◆ Excerpt to read ◆
.....
The bad news is, I caught a cold. The good news is, after 9 years of not having a cold or a flu due to a broken immune system, I caught a cold!
Wait! What? I know, it's hard to see the silver lining. But really, it's great news that I caught a cold because it means my immune system is finally starting to function normally. As miserable as it feels to catch a cold while rotating through 11 medications for Lyme & Co. (Lyme & co-infections) this month, I keep smiling on the inside. You see, for 8 years, I struggled with insomnia and a plethora of other auto-immune inflammatory issues but never once did I catch a common cold or flu. My sixth sense told me this was unnatural, unlike the dozens of doctors who loved to tell me whenever I asked about why it was I never got sick despite the fact that my joints ached and I never slept, that I was just either lucky or very healthy.
I know! Right? What kind of quackery is that?
Prior to having Lyme, if I had missed more than 2 nights of decent sleep, a cold or flu would always be the consequence. But since 2005, I struggled through the next 8 years of sleeping anywhere from 5 hours per night to zero hours per night. Yes, you've read that right. Zero hours per sleep, usually one or two nights per week. A good night would be five hours of sleep. Anyone would catch a cold or flu operating on that sleep cycle. A good doctor, whether he or she believed that the symptoms were purely psychological or not, would see something was very wrong with the immune system when a person does not catch a cold or flu with so little sleep.
The truth is, Lyme and Co. destroys your immune system and though you may "catch" a cold or a flu while sick with Lyme, your immune system is so weakened it can't mount a response like a fever, cough or phlegm build up. In fact, Lyme doctors will often tell their patients that a good sign of recovery is when the patient catches a cold.
How do I know it's a cold and not Lyme & Co.? That inability to swallow due to the lump in my throat, that headache that feels so much like a head cold and NOT a Lyme or Tick infection migraine. Believe me, a Lymie knows the difference. And because Mr. Wild Dingo had the same cold last week, with the same symptoms.
Sometimes people with Lyme will describe living with Lyme like having a flu, all the time. And that's partly true. The truth is, on your good days you feel like you're battling a low-grade flu. On your bad days you feel like you're battling a low grade flu and just ran a marathon. On your worst days, you feel like you're battling a low grade flu, you just ran a marathon, and you've been run over by a truck---14 times.
Actually, Lyme and cold/flu symptoms are the same but different. Yes it's a headache. No it's not a headache brought on by sound or light. Yes, with a flu or cold you're tired and achy, but no, you're not so exhausted you can't climb a flight of stairs. Colds and flu symptoms definitely feel different from Lyme & Co. symptoms though the same words may be used to describe them. In addition, environmental stressors (loud sounds, bright lights or fast motions) don't usually play a part in activating cold or flu symptoms whereas for Lyme & Co. infections, an environmental stressor can make or break your day, triggering off endless migraines, insomnia and tremors.
The more good news is, I caught the cold at the height of one of California's most notorious storms, so I hunkered down by the fireplace, and watched Seven Years in Tibet. The bad news is, that Brad Pitt's Austrian accent was almost unbearable. The good news is, that ridiculous accent didn't trigger a Lyme migraine. At least I had that going for me, which was nice.
The bad news is, the dogs haven't been walked in 2 days other than quick potty breaks out doors and one little jaunt to the river in back of our house, just today when I was feeling a bit better to take them. The good news is, after two days of resting on the sofa, I think I'll be ready for a good walk tomorrow with them!
.....
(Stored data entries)

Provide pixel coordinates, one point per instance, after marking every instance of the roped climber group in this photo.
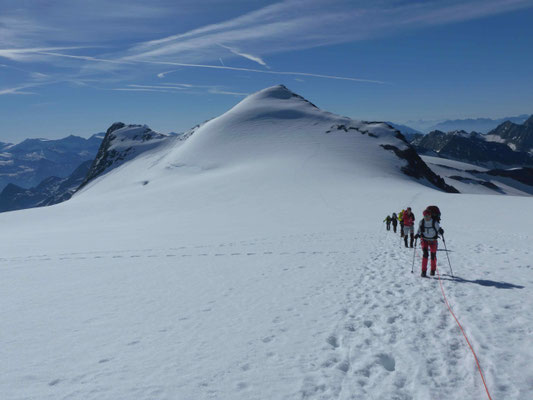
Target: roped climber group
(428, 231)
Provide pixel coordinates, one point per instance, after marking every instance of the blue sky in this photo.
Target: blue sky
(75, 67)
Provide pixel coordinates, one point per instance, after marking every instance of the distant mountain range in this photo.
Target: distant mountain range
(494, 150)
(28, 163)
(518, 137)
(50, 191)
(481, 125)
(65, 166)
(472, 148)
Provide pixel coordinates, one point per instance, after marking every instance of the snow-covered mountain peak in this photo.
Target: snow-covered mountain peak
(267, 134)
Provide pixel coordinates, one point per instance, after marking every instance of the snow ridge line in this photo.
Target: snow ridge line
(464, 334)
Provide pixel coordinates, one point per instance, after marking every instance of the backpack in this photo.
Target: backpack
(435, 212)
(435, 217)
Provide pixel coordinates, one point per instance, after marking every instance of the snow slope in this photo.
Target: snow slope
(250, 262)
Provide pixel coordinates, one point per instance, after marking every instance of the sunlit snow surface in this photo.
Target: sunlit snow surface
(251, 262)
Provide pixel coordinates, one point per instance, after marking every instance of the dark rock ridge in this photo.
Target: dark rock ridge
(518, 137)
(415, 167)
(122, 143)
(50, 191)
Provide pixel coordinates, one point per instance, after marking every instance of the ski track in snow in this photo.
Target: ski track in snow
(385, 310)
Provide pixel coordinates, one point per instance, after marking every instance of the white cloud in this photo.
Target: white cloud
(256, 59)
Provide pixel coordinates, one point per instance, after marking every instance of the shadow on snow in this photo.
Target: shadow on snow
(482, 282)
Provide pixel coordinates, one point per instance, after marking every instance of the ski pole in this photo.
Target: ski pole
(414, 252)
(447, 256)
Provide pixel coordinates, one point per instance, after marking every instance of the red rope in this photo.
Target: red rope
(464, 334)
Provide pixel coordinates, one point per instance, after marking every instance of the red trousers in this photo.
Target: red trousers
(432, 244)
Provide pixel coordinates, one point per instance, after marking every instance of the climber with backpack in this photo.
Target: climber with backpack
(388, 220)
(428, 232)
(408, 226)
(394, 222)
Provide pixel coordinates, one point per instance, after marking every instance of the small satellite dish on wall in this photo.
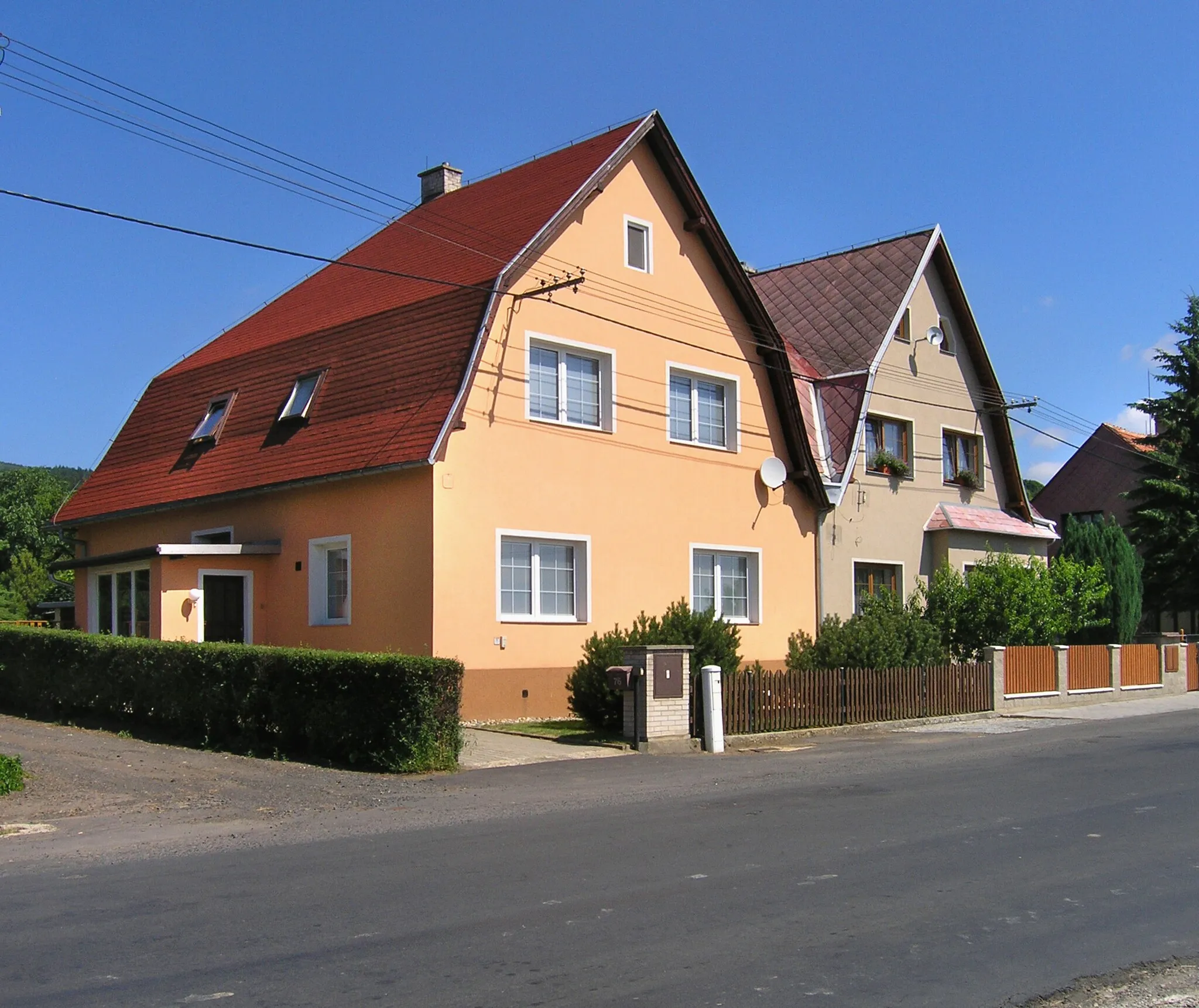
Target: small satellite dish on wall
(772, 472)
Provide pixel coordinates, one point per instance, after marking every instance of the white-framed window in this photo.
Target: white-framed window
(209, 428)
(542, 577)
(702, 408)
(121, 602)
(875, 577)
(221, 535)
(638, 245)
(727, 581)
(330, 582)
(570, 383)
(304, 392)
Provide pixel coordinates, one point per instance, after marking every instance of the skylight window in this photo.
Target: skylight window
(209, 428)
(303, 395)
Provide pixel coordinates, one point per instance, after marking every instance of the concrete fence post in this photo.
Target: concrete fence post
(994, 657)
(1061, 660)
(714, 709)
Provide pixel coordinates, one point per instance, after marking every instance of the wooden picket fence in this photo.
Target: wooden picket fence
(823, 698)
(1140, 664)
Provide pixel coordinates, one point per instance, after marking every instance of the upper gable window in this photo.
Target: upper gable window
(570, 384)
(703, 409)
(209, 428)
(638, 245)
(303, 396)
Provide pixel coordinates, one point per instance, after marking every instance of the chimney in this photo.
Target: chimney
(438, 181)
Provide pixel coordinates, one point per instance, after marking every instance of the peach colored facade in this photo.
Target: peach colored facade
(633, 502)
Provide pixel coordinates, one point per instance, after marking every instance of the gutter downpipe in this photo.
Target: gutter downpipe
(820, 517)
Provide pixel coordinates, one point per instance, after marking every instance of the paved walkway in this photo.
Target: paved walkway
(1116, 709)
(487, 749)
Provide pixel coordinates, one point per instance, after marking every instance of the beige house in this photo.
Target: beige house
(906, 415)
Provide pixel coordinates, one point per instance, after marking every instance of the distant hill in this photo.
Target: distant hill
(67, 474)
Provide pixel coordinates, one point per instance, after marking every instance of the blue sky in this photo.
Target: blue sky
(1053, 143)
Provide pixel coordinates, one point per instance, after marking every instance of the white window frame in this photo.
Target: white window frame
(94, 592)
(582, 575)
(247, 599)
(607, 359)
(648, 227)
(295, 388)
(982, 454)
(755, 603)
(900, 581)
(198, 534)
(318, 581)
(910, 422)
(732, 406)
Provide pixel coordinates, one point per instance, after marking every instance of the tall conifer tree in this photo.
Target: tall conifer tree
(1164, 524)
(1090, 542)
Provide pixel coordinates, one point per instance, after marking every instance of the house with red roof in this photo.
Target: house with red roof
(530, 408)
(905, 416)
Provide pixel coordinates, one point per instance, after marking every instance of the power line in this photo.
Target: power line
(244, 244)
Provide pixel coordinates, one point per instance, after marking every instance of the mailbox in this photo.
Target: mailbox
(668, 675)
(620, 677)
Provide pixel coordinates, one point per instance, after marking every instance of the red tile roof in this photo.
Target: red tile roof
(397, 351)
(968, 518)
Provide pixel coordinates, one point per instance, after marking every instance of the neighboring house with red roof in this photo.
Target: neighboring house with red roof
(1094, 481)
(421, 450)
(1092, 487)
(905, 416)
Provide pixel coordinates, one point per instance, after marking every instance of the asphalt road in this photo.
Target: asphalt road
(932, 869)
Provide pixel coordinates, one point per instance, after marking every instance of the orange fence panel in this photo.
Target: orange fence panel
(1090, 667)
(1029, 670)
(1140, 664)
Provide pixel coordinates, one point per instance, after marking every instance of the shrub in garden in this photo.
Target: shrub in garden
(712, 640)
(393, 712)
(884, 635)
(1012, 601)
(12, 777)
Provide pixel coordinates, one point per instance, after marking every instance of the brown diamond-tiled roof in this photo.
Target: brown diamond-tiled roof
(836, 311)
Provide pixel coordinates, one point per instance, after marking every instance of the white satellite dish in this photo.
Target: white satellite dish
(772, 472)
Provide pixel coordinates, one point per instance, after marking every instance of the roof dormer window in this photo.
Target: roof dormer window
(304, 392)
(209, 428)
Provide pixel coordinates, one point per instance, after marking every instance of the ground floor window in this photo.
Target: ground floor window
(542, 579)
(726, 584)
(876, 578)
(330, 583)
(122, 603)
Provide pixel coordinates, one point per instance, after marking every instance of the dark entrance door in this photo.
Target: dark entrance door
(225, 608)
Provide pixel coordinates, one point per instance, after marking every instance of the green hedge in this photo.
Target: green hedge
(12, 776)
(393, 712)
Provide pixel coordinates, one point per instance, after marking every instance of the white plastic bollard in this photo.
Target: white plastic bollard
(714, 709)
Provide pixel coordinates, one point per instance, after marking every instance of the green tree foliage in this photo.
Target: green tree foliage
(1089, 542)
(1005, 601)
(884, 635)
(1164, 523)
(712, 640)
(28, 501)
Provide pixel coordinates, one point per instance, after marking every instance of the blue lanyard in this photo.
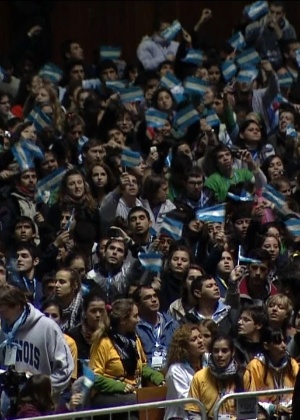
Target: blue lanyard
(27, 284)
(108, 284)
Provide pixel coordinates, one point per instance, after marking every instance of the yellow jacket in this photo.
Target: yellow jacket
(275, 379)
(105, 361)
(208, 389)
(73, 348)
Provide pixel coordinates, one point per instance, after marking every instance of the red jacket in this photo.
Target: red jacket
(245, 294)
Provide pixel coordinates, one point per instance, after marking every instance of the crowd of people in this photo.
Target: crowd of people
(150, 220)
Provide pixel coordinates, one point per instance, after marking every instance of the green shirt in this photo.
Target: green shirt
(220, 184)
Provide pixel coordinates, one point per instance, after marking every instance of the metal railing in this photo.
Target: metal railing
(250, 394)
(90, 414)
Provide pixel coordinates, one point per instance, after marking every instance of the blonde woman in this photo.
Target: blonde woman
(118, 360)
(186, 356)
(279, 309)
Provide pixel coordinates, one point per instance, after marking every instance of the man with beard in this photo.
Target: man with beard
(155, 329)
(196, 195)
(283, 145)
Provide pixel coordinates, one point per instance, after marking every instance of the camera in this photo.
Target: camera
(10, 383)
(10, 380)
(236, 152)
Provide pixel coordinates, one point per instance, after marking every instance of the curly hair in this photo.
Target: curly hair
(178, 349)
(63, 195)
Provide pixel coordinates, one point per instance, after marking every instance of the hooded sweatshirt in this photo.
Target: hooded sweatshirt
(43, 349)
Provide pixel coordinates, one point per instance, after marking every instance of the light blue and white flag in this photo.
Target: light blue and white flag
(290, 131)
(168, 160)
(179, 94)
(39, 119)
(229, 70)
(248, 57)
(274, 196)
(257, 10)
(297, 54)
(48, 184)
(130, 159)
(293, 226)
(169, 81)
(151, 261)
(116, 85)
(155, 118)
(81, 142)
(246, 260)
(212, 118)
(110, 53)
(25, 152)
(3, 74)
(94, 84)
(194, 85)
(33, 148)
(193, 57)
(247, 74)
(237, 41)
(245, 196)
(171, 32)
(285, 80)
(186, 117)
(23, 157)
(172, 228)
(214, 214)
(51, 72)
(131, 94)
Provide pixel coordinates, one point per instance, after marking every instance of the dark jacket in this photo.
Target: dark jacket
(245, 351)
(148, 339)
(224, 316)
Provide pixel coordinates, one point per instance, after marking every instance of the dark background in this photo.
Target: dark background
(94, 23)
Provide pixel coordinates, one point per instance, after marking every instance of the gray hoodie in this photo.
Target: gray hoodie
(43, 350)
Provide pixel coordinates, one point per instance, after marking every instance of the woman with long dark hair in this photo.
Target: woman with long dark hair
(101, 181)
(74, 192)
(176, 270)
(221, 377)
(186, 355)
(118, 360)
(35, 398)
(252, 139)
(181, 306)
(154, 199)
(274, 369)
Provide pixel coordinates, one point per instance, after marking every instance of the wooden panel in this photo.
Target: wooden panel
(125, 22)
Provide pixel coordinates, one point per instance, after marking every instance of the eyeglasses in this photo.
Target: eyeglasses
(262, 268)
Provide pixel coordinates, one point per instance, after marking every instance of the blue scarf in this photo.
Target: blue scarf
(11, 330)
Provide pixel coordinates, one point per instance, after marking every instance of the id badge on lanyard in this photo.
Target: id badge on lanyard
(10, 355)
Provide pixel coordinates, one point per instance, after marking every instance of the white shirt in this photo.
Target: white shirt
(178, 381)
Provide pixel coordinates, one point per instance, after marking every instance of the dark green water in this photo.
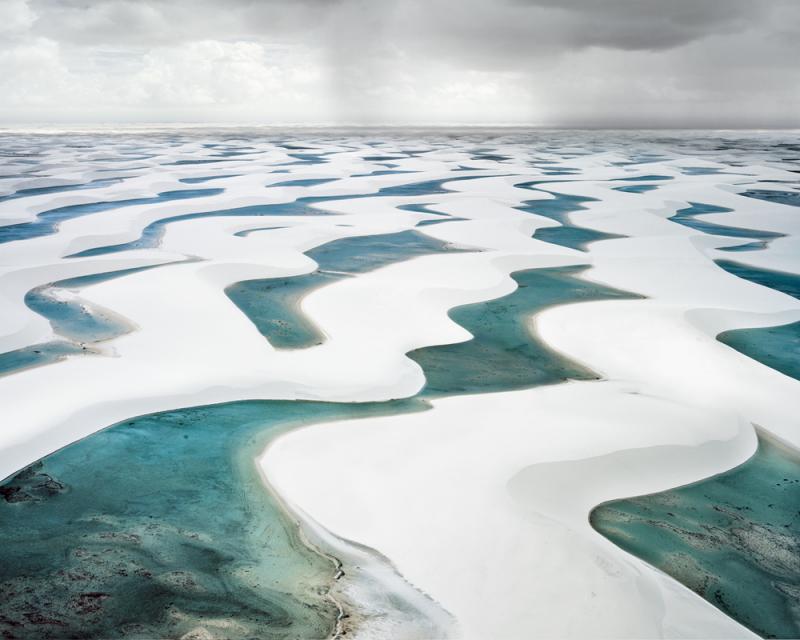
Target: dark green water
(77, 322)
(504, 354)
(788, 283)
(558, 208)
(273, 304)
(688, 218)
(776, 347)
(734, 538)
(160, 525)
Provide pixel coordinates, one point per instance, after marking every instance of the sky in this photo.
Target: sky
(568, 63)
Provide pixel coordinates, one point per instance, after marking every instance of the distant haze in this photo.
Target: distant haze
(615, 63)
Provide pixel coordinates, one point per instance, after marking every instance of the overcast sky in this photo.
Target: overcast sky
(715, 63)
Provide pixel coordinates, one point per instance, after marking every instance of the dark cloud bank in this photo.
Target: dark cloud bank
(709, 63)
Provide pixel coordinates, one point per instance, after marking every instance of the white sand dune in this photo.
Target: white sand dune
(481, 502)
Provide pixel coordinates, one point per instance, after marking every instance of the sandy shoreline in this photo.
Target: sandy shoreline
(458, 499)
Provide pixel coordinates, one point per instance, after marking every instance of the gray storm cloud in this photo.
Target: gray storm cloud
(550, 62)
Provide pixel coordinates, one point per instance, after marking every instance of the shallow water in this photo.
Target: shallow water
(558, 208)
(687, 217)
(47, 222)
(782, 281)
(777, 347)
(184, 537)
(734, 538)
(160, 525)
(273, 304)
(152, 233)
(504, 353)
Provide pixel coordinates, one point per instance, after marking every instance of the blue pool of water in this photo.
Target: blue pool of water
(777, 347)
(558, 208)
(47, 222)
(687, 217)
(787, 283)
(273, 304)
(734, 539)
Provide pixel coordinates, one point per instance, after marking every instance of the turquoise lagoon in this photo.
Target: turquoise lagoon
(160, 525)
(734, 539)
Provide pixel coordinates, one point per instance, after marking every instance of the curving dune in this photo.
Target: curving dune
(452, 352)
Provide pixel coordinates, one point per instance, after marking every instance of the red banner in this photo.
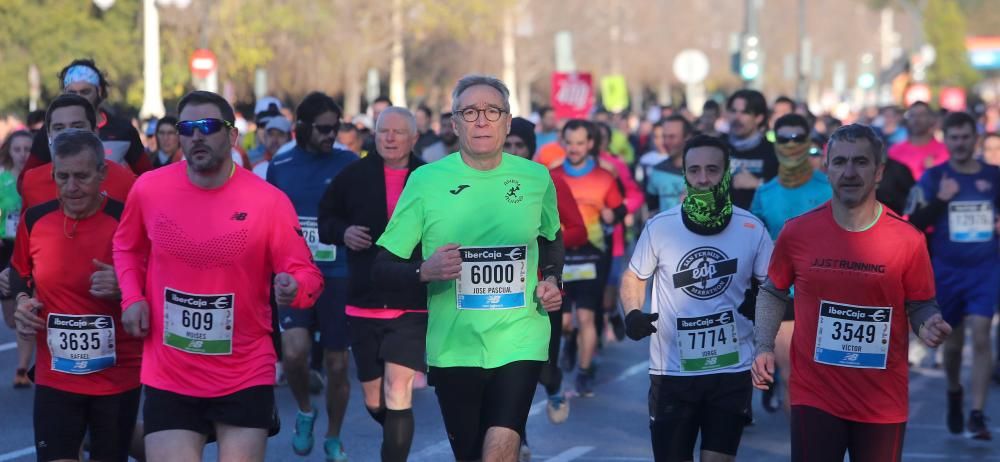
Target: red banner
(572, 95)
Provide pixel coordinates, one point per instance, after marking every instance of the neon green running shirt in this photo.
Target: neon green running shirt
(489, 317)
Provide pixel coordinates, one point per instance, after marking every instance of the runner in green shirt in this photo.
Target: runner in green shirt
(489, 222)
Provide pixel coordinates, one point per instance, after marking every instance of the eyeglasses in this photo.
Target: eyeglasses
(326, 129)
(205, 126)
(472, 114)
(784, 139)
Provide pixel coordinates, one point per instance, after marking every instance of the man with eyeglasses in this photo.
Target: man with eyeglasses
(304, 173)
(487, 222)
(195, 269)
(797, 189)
.....
◆ Required action 1 ◆
In the essay about catching a cold, take the stretch from "Wait! What? I" through "quackery is that?" and write it out with "quackery" replaced by "nonsense".
◆ Required action 2 ◆
List the environmental stressors that the essay about catching a cold names in parentheses.
The rows above are separate material and have no connection to the essay about catching a cold.

◆ Exercise result 1 ◆
Wait! What? I know, it's hard to see the silver lining. But really, it's great news that I caught a cold because it means my immune system is finally starting to function normally. As miserable as it feels to catch a cold while rotating through 11 medications for Lyme & Co. (Lyme & co-infections) this month, I keep smiling on the inside. You see, for 8 years, I struggled with insomnia and a plethora of other auto-immune inflammatory issues but never once did I catch a common cold or flu. My sixth sense told me this was unnatural, unlike the dozens of doctors who loved to tell me whenever I asked about why it was I never got sick despite the fact that my joints ached and I never slept, that I was just either lucky or very healthy.
I know! Right? What kind of nonsense is that?

◆ Exercise result 2 ◆
loud sounds, bright lights, fast motions